Source text —
....................

P.S. my username is savingtess because it was a little cat many many years ago that I wasn't able to save. It's been my username/email etc since the internet began. OK, so that made me cry. atback Thanks again Merry. I'm sorry to hear of your lost. animals touch us in ways that some may never truly understand.


----------



## savingtess

lost=loss.


----------



## Heidi n Q

savingtess said:


> Hi Merry
> ...trying to figure out a way to kennel him in there so I wouldn't have to worry about the doors of the barn necessarily.. but how to do that as there's no getting near him without him warning me to stay away. I take that seriously! If I could figure out a way to do it where I didn't have to have direct contact to take out his litter and give him food and water... I know there must be some way to do it?


The cat rescue place that helped me get Malibu spayed was *very* helpful and I was able to view their feral set-up. They had a large-ish cage (_like a large-dog sized kennel-box at the vet treatment room_) and inside the cage was a cube/carrier. A long stick was used to urge (_guide, not hit_) the feral to 'hide' in the cube and the stick was used to close the opening on the cube so the cage door could be safely opened and everything cleaned/exchanged. When done, the stick was used to open the cube so the kitty could again access their cage.

....................

(Data entries)

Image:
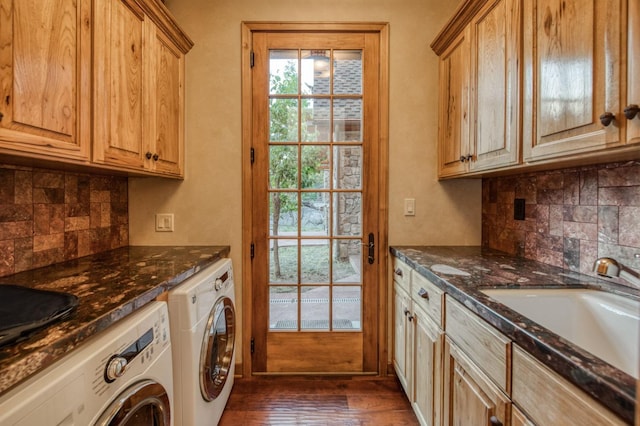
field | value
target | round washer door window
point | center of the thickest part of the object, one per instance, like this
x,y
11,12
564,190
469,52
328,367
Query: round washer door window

....................

Work request A —
In the forum thread, what tool did the cat rescue place use to guide the feral cat into the cube?
Work request B —
Summarize the forum thread in two sentences.
Work request C —
Write out the stretch of the forum thread from "P.S. my username" through "never truly understand.", keeping every word unchanged.

Task response A —
A long stick.

Task response B —
The username savingtess comes from a little cat that could not be saved many years ago, and savingtess asks how to kennel an aggressive cat in a barn without direct contact for litter, food and water. Heidi n Q describes a cat rescue's feral setup in which a long stick guides the cat into a cube inside a large cage so the cage can be safely opened and cleaned.

Task response C —
P.S. my username is savingtess because it was a little cat many many years ago that I wasn't able to save. It's been my username/email etc since the internet began. OK, so that made me cry. atback Thanks again Merry. I'm sorry to hear of your lost. animals touch us in ways that some may never truly understand.